SET PROBLEM: Please reproduce the listing starting at the line containing "Category: metal pipe" and ending at its final line, substituting "mask" for "face covering" and keeping everything else unchanged.

>> START DATASET ENTRIES

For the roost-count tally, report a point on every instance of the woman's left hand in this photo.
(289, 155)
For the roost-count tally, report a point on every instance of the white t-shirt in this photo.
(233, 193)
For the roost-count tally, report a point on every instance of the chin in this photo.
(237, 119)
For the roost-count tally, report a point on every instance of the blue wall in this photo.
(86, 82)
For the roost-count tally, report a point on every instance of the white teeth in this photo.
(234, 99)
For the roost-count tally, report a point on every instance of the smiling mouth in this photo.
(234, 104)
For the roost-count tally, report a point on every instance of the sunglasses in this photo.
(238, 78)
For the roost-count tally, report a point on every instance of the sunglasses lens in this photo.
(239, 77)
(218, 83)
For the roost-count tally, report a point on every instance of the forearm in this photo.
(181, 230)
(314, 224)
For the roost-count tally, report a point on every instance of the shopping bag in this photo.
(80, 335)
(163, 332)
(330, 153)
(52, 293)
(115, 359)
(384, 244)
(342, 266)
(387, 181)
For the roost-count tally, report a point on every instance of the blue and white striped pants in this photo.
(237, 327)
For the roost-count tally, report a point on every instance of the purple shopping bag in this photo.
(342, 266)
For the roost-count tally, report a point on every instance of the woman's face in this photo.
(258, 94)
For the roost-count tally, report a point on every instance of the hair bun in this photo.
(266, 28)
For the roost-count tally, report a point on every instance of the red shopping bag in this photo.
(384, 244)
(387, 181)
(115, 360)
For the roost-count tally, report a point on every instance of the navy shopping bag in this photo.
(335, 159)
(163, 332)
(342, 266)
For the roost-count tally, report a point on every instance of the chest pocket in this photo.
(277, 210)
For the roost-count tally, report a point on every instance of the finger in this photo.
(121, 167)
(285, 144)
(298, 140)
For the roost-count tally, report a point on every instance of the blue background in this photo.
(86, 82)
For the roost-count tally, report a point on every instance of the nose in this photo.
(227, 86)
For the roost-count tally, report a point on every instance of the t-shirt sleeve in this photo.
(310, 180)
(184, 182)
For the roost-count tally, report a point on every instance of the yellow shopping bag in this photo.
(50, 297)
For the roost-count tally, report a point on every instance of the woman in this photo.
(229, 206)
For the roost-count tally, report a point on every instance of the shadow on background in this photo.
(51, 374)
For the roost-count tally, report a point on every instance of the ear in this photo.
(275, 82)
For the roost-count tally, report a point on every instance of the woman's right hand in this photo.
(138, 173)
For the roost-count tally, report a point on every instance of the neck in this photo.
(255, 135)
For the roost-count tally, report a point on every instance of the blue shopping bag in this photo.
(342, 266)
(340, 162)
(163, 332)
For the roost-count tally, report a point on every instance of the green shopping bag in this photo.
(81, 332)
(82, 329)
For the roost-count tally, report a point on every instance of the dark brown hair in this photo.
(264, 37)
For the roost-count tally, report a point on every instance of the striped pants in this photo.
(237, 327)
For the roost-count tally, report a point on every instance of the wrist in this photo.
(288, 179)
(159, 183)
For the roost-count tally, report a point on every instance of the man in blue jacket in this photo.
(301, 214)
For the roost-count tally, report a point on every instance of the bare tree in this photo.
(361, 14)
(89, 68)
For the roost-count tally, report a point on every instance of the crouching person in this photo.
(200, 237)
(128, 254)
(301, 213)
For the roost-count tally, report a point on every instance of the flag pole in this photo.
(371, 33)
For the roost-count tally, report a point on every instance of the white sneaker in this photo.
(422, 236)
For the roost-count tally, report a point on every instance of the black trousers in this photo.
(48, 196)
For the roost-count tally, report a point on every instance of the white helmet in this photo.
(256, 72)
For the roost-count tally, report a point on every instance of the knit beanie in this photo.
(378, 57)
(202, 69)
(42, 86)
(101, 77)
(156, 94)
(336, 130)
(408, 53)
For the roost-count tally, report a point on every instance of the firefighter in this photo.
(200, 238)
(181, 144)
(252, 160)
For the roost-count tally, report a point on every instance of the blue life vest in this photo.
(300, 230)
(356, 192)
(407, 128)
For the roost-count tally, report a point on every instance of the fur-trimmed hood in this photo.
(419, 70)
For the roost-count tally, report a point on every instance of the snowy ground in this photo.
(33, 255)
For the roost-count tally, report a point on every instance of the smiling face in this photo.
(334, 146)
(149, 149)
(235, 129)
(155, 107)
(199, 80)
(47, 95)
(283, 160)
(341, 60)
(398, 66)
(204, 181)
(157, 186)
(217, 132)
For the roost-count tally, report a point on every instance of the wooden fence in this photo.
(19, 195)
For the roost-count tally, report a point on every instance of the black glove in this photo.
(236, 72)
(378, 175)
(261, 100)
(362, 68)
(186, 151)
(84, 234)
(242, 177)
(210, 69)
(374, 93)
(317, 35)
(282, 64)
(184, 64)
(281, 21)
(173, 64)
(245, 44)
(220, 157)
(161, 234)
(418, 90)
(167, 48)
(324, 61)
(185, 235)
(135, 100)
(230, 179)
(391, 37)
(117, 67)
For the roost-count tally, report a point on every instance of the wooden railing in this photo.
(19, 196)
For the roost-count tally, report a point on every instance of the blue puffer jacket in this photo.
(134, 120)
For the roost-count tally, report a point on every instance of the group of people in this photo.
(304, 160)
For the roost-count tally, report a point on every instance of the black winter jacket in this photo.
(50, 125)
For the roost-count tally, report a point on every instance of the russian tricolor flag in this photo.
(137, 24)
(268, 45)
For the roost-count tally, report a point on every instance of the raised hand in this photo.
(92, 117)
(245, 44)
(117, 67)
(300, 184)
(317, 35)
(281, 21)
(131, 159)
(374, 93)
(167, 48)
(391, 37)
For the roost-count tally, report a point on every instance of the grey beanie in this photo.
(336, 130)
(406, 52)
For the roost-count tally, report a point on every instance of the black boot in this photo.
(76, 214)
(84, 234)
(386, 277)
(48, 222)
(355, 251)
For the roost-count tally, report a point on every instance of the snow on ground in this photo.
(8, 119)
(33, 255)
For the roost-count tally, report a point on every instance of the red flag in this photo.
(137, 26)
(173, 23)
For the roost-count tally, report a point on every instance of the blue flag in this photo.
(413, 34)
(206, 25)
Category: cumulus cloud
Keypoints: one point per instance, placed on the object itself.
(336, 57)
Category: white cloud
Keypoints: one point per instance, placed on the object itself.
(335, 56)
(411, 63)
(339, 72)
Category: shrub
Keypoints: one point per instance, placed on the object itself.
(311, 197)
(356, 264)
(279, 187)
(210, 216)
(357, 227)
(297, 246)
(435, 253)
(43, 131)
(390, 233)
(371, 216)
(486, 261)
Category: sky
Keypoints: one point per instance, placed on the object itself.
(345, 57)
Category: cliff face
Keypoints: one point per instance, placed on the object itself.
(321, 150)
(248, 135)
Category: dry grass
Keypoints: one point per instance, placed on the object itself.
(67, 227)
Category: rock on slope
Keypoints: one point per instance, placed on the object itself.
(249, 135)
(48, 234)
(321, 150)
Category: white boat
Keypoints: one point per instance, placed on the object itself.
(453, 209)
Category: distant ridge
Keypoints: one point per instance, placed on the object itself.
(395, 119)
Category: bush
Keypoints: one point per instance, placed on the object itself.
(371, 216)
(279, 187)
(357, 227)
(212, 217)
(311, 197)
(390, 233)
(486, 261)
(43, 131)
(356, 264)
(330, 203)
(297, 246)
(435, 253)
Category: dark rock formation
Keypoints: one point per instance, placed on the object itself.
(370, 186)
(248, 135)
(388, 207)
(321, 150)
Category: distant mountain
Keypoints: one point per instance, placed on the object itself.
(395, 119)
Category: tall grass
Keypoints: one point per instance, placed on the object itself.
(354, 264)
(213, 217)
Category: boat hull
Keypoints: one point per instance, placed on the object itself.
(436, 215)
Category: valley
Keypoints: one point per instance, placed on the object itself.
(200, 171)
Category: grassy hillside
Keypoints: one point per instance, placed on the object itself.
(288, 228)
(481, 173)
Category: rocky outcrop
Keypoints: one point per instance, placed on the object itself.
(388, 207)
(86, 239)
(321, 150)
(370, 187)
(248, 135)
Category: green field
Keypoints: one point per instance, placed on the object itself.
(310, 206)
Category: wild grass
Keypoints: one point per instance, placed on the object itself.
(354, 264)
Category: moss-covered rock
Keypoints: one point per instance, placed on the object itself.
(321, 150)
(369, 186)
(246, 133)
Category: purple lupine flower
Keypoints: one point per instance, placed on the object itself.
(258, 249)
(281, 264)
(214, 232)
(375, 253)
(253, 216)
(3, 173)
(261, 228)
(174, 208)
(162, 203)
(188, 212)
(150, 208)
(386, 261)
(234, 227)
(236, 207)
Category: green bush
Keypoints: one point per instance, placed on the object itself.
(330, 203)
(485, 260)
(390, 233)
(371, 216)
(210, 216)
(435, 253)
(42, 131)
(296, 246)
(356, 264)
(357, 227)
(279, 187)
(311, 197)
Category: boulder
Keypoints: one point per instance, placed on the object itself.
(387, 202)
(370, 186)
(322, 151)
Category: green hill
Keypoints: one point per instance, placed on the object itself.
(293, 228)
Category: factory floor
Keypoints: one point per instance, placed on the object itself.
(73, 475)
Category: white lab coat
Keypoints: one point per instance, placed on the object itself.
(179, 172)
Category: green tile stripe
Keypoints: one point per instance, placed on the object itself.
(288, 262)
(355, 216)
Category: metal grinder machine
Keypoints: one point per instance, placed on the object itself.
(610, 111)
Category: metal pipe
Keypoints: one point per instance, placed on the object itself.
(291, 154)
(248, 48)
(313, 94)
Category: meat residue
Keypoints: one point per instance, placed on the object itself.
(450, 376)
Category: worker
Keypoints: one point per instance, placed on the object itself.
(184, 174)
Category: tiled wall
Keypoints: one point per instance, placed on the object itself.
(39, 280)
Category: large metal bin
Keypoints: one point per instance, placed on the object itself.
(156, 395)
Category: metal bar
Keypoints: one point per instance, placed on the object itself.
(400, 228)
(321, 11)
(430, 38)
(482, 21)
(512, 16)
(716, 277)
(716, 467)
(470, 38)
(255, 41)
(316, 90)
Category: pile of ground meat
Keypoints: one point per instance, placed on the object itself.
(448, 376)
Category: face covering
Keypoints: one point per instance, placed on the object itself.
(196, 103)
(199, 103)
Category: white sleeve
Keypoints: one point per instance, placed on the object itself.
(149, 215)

>> END DATASET ENTRIES

SOLUTION TO THE EXERCISE:
Category: metal pipe
Keypoints: one point per instance, placed on the object itself.
(291, 154)
(248, 48)
(313, 94)
Category: meat residue
Keypoints: one point per instance, placed on the object itself.
(450, 376)
Category: worker
Keypoints: one point per instance, placed on the object itself.
(184, 174)
Category: tiled wall
Keypoints: one point per instance, placed on the object itself.
(39, 280)
Category: large metal bin
Keypoints: one point per instance, placed on the object itself.
(156, 395)
Category: metal bar
Keypoints: one point per instance, placed on the object itself.
(400, 228)
(321, 11)
(430, 38)
(482, 21)
(512, 16)
(716, 277)
(716, 467)
(470, 38)
(255, 41)
(316, 90)
Category: pile of ground meat
Keypoints: one point per instance, placed on the object itself.
(448, 376)
Category: mask
Keypoints: one point per instance, placed on the object itself.
(196, 103)
(199, 103)
Category: white sleeve
Keypoints: one point per instance, placed on the object itself.
(149, 215)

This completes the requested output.